*Selected text*.
%%

San Francisco took top honors for the first time in the sixth edition of the 2021 City Clean Energy Scorecard, followed by Seattle (#2), Washington, DC (#3), Minneapolis (#4), and Boston and New York (tied for #5). The annual American Council for an Energy-Efficient Economy (ACEEE) report ranks 100 major U.S. cities on efforts including reducing energy waste in homes and buildings and moving toward a cleaner power grid—and doing so equitably. It identifies the leading cities, the most improved, and those with ample room for progress, citing opportunities for each to advance.
Cities earned credit for policies and programs such as requiring large buildings to reduce energy waste or subsidizing access to transit and other efficient transportation options for historically marginalized groups, and for their success in reducing their overall greenhouse gas emissions.
San Francisco launched a new program that provides free home energy-saving kits to residents in areas that are disproportionately burdened by multiple sources of pollution and are economically disadvantaged. The city also updated its energy code for new residential and commercial buildings with requirements that will reduce their greenhouse gas emissions, and it was the top scorer on transportation policies.
“I’m so proud of the all the work we’ve done in San Francisco to achieve the top City Clean Energy ranking this year,” said San Francisco Mayor London N. Breed. “Thanks to consistent investments in our city’s clean energy program, innovative policies to decarbonize our buildings, and advancing environmental solutions centered around equity, we’ve shown that it’s possible to drastically reduce our carbon emissions while growing our population and economy. I’m looking forward to our continued work with ACEEE and cities around the nation to continue striving toward bold climate action.”
Making Moves In Transportation
This year was the first time ACEEE assessed cities’ progress toward their climate goals for the transportation sector—which are based on either greenhouse gas emissions or vehicle miles travelled—using a comprehensive review of their reported data. Twenty-five cities have adopted such goals, and only three are on track to achieve them. Seventeen of the 25 cities could not provide sufficient data to assess their progress. San Diego showed the strongest progress in this category, achieving a nearly 3% annual reduction in transportation greenhouse gas emissions since 2015.
The report also found that cities’ most recent clean energy policy actions have primarily focused on sectors other than transportation. Of the 177 new city clean energy actions scored in the report, only 23 were related to transportation, which is responsible for the largest share of U.S. emissions.
“Most cities haven’t set a goal for reducing vehicle travel or transportation emissions, and of those that have, only a few show progress, so that points to a big area for improvement,” said Stefen Samarripas, local policy manager at ACEEE and lead author of the report. “From investments in transit to incentives for installing electric vehicle charging stations and zoning changes that allow dense, mixed-use development, cities have to use all their tools to support an affordable transportation system that works better for all while slashing greenhouse gas emissions.”

%%

*Information given*.
%%

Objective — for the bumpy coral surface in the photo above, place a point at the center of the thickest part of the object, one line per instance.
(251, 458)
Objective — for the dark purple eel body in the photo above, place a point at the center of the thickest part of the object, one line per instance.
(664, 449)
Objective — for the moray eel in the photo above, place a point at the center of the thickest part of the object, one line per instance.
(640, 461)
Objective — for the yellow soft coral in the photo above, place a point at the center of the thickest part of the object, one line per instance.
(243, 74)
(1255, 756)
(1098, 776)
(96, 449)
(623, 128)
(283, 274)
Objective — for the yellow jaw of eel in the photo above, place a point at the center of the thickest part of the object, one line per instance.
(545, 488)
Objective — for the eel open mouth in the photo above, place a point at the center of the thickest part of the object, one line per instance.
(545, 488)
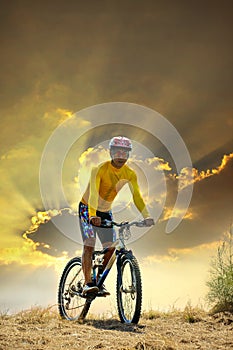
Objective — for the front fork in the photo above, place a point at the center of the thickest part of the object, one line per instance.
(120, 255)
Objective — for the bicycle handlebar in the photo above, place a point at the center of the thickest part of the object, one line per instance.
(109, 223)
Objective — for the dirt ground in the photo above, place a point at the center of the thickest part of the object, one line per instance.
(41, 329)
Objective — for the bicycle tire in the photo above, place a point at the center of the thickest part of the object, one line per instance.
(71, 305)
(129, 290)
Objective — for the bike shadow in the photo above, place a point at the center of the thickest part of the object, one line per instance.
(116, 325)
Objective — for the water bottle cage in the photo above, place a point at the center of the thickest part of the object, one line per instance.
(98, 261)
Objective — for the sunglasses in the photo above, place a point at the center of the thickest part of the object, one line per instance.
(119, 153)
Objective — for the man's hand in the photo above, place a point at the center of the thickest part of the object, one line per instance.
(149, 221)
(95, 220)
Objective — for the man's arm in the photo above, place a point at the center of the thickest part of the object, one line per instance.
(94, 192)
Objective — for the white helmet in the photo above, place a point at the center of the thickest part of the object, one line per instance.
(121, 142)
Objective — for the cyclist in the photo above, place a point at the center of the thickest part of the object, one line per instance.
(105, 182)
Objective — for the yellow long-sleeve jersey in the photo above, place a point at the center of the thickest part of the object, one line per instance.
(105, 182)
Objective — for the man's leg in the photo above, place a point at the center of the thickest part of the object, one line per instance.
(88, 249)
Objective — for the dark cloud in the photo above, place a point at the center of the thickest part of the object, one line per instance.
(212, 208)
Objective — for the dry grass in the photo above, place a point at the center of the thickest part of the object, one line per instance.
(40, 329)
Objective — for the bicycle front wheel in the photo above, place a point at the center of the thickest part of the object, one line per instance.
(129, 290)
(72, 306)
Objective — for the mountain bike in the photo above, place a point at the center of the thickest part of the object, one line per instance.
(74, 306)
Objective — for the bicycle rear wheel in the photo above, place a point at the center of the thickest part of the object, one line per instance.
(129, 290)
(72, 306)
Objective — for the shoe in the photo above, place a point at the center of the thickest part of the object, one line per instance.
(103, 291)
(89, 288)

%%

*Exercises to complete*.
[1] According to the article on the 2021 City Clean Energy Scorecard, which city showed the strongest progress toward its transportation climate goals?
[2] Write a continuation of the article on the 2021 City Clean Energy Scorecard, starting right after its final sentence.
The data come from a source other than the article on the 2021 City Clean Energy Scorecard.

*Answers to the tasks*.
[1] San Diego, with a nearly 3% annual reduction in transportation greenhouse gas emissions since 2015.

[2]
The report, which evaluated cities from May 2, 2020, to July 1, 2021, also found:
- Seattle’s advocacy in the state legislature allowed its municipal utility to expand its electric vehicle charging initiatives; Washington, DC earned points for incentivizing the purchase of new electric vehicles by waiving the excise taxes on them.
- Madison (Wisconsin) (#39), Charlotte (#42), and Honolulu (#24) are this year’s most-improved cities. Madison increased its investments in renewable energy and adopted requirements to install electric vehicle chargers in all multifamily and some commercial buildings. Charlotte created a program to train energy efficiency and renewable energy workers and directed city agencies to purchase efficient vehicles. Honolulu adopted a new climate action plan.
- Many cities dropping in rank fell by not keeping up with peers who have adopted leading clean energy practices, increasingly rewarded in the Scorecard’s metrics.
- Many cities encountered funding, staffing, and operational challenges for their clean energy efforts because of the COVID-19 pandemic, though a small number adapted their operations and plans quickly and effectively. Overall, the pandemic slowed many cities’ actions through 2020, but efforts generally recovered in the first half of 2021 with a renewed focus on the buildings sector.
“COVID relief and infrastructure funds from Congress provide a big opportunity for all cities to step up their efforts,” said Samarripas. “Cities can invest in upgrading buildings to cut costly energy waste. They can invest in efficient transportation, including public transit, to help lower-income residents reduce their travel costs and protect the climate. The leading cities provide helpful models for those at much earlier stages of their efforts.”
The Scorecard ranks cities in five policy areas: community-wide initiatives, buildings policies, transportation policies, and local government operations.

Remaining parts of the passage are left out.